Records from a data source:
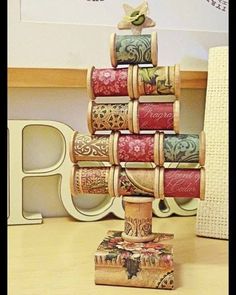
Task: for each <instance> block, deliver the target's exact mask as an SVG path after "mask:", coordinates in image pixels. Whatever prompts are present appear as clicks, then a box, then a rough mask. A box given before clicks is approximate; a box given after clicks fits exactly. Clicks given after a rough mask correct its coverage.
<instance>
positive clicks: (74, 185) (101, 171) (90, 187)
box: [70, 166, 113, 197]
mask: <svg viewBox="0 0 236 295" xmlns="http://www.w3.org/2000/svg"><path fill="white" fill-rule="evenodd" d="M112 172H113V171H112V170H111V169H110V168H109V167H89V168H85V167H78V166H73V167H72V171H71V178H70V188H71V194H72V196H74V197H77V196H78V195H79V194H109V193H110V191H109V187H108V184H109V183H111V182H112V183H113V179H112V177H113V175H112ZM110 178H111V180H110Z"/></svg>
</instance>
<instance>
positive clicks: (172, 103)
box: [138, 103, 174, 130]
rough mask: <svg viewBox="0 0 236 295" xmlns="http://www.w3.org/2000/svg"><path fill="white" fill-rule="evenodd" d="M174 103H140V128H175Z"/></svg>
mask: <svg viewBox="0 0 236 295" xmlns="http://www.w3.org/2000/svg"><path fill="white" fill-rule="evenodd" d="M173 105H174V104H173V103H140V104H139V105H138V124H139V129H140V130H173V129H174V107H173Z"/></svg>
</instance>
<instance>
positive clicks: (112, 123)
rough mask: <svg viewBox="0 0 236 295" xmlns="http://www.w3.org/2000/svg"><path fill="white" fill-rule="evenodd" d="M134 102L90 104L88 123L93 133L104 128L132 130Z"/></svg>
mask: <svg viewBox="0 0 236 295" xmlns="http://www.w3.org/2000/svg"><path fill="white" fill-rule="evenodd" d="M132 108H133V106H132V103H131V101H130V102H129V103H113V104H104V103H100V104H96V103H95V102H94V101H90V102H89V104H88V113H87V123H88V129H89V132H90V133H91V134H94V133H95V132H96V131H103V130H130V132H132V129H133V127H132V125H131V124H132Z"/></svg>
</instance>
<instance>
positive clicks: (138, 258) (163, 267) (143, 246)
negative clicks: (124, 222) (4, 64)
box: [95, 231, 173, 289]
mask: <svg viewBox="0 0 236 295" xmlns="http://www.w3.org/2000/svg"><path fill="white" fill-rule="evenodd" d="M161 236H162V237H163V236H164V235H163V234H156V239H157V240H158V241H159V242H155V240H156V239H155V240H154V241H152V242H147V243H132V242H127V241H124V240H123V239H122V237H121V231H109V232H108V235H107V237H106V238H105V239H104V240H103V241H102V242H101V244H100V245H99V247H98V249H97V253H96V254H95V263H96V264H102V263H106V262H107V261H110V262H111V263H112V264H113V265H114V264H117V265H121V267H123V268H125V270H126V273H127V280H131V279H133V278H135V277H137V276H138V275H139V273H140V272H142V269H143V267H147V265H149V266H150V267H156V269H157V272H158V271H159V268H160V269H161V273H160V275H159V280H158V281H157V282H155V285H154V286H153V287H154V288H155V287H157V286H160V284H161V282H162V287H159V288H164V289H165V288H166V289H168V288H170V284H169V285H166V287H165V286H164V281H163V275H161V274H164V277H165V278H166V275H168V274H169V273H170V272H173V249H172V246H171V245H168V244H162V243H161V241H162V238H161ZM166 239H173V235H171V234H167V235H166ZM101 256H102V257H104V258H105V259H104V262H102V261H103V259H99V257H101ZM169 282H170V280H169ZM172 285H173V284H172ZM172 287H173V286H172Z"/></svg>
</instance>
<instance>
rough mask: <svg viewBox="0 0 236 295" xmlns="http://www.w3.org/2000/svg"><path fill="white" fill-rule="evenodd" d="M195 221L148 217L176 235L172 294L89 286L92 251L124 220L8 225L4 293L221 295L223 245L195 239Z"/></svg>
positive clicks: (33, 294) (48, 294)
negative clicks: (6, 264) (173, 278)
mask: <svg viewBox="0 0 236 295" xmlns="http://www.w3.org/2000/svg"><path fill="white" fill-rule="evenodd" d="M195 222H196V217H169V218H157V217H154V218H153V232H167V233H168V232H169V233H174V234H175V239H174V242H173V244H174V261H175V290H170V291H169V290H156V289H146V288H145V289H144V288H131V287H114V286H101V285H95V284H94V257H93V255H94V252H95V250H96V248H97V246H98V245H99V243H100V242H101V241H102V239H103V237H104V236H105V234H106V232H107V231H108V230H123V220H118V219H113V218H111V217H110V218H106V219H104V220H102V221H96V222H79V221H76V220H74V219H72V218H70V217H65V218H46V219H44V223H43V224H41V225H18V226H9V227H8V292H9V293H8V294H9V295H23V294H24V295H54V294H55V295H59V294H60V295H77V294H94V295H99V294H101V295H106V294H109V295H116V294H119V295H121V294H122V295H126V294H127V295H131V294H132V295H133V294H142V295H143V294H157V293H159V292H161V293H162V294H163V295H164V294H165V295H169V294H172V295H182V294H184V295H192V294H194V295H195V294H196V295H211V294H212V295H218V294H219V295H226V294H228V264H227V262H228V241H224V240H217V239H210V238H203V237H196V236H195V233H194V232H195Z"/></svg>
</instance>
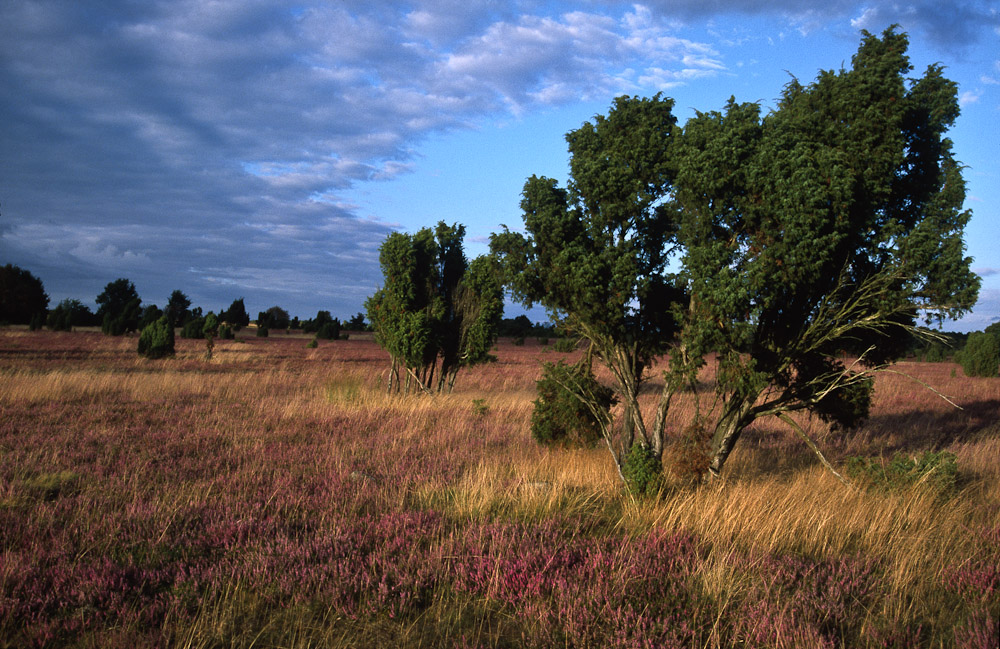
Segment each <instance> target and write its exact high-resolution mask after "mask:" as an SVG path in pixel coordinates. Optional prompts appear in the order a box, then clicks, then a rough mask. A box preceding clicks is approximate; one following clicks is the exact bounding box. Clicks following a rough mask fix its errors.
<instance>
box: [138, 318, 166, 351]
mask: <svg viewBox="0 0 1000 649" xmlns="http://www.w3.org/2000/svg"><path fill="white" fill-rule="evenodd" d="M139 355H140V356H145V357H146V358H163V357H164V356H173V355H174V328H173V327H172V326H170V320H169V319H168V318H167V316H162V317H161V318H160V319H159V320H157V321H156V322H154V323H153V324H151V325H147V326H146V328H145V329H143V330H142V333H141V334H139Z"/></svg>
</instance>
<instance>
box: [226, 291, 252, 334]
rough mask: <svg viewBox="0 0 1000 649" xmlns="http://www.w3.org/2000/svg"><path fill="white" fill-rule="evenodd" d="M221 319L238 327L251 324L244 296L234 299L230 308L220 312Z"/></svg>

*WHAT YOU ARE ASKED TO DO:* Please repeat the records above word for word, and do not include the pictures.

*THE ANSWER:*
Task: for each <instance> block, deliver the target's exact mask as an SVG path after "mask:", coordinates in image pixels. Whatever prompts are present appear as clicks, then a box, then a rough mask. A box given before clicks is approximate; a box given after clicks fits exactly. Clicks given after a rough mask correct its coverage.
<instance>
positive clicks: (74, 185) (101, 171) (90, 187)
box: [70, 166, 113, 197]
mask: <svg viewBox="0 0 236 295" xmlns="http://www.w3.org/2000/svg"><path fill="white" fill-rule="evenodd" d="M112 172H113V171H112V170H111V169H110V168H109V167H89V168H85V167H78V166H73V167H72V171H71V178H70V188H71V194H72V196H74V197H77V196H78V195H79V194H109V193H110V191H109V187H108V184H109V183H111V182H112V183H113V179H112V177H113V175H112ZM110 178H111V180H110Z"/></svg>
</instance>
<instance>
positive clicks: (172, 103)
box: [138, 103, 174, 130]
rough mask: <svg viewBox="0 0 236 295" xmlns="http://www.w3.org/2000/svg"><path fill="white" fill-rule="evenodd" d="M174 103H140V128H175Z"/></svg>
mask: <svg viewBox="0 0 236 295" xmlns="http://www.w3.org/2000/svg"><path fill="white" fill-rule="evenodd" d="M173 105H174V104H173V103H140V104H139V105H138V124H139V129H140V130H173V129H174V107H173Z"/></svg>
</instance>
<instance>
positive clicks: (112, 123)
rough mask: <svg viewBox="0 0 236 295" xmlns="http://www.w3.org/2000/svg"><path fill="white" fill-rule="evenodd" d="M134 102L90 104L88 123L93 133L104 128L132 130Z"/></svg>
mask: <svg viewBox="0 0 236 295" xmlns="http://www.w3.org/2000/svg"><path fill="white" fill-rule="evenodd" d="M132 108H133V106H132V103H131V101H130V102H129V103H113V104H104V103H100V104H96V103H95V102H94V101H90V102H89V104H88V113H87V123H88V129H89V132H90V133H91V134H94V133H95V132H96V131H103V130H130V132H132V129H133V127H132V125H131V124H132Z"/></svg>
</instance>
<instance>
positive clicks: (138, 258) (163, 267) (143, 246)
negative clicks: (124, 222) (4, 64)
box: [95, 231, 173, 289]
mask: <svg viewBox="0 0 236 295" xmlns="http://www.w3.org/2000/svg"><path fill="white" fill-rule="evenodd" d="M161 236H162V237H163V236H164V235H163V234H156V239H157V240H158V241H159V242H155V240H156V239H155V240H154V241H152V242H147V243H132V242H127V241H124V240H123V239H122V237H121V231H109V232H108V235H107V237H106V238H105V239H104V240H103V241H102V242H101V244H100V245H99V247H98V249H97V253H96V254H95V263H96V264H102V263H106V262H107V261H110V262H111V263H112V264H113V265H114V264H117V265H121V267H123V268H125V270H126V273H127V280H131V279H133V278H135V277H137V276H138V275H139V273H140V272H142V269H143V267H147V265H149V266H150V267H156V269H157V272H158V271H159V268H160V269H161V273H160V275H159V280H158V281H157V282H155V285H154V286H153V287H154V288H155V287H157V286H160V284H161V282H162V287H159V288H164V289H165V288H166V289H168V288H170V284H169V285H166V287H165V286H164V281H163V275H161V274H164V277H165V278H166V275H168V274H169V273H170V272H173V249H172V246H171V245H168V244H162V243H161V241H162V238H161ZM166 239H173V235H171V234H167V235H166ZM101 256H102V257H104V258H105V259H104V262H102V261H103V259H99V257H101ZM169 282H170V280H169ZM172 285H173V284H172ZM172 287H173V286H172Z"/></svg>
</instance>
<instance>
rough mask: <svg viewBox="0 0 236 295" xmlns="http://www.w3.org/2000/svg"><path fill="white" fill-rule="evenodd" d="M195 221L148 217L176 235L172 294L89 286L92 251L124 220L8 225L4 293L221 295L223 245L195 239Z"/></svg>
positive clicks: (33, 294) (48, 294)
negative clicks: (6, 264) (173, 278)
mask: <svg viewBox="0 0 236 295" xmlns="http://www.w3.org/2000/svg"><path fill="white" fill-rule="evenodd" d="M195 222H196V217H169V218H157V217H154V218H153V232H167V233H168V232H169V233H174V234H175V239H174V242H173V244H174V261H175V290H170V291H169V290H156V289H146V288H145V289H144V288H131V287H114V286H101V285H95V284H94V257H93V255H94V252H95V250H96V248H97V246H98V245H99V243H100V242H101V241H102V239H103V237H104V236H105V234H106V232H107V231H108V230H123V220H118V219H113V218H111V217H110V218H106V219H104V220H102V221H96V222H79V221H76V220H74V219H72V218H70V217H65V218H46V219H44V223H43V224H41V225H18V226H9V227H8V292H9V293H8V294H9V295H23V294H24V295H54V294H55V295H59V294H60V295H77V294H94V295H99V294H101V295H106V294H109V295H116V294H119V295H121V294H122V295H126V294H127V295H131V294H132V295H133V294H142V295H143V294H157V293H159V292H161V293H162V294H163V295H164V294H165V295H169V294H172V295H182V294H184V295H192V294H194V295H195V294H196V295H211V294H212V295H218V294H219V295H226V294H228V264H227V262H228V241H224V240H217V239H210V238H203V237H196V236H195V233H194V232H195Z"/></svg>
</instance>
Segment each <instance> target and write its exact high-resolution mask after "mask:" as an SVG path in pixel coordinates. Optional prompts appear in the order a box, then clicks, then a rough mask. A box preceding clicks is approximate; one following clicks is the exact bounding box. Clicks following a rough mask fix its errors.
<instance>
box: [138, 318, 166, 351]
mask: <svg viewBox="0 0 1000 649" xmlns="http://www.w3.org/2000/svg"><path fill="white" fill-rule="evenodd" d="M139 355H140V356H145V357H146V358H163V357H164V356H173V355H174V328H173V327H172V326H170V320H169V319H168V318H167V316H162V317H161V318H160V319H159V320H157V321H156V322H154V323H153V324H151V325H147V326H146V328H145V329H143V330H142V333H141V334H139Z"/></svg>
</instance>
<instance>
box: [226, 291, 252, 334]
rough mask: <svg viewBox="0 0 1000 649" xmlns="http://www.w3.org/2000/svg"><path fill="white" fill-rule="evenodd" d="M221 319L238 327L251 324L244 296L234 299L230 308L220 312Z"/></svg>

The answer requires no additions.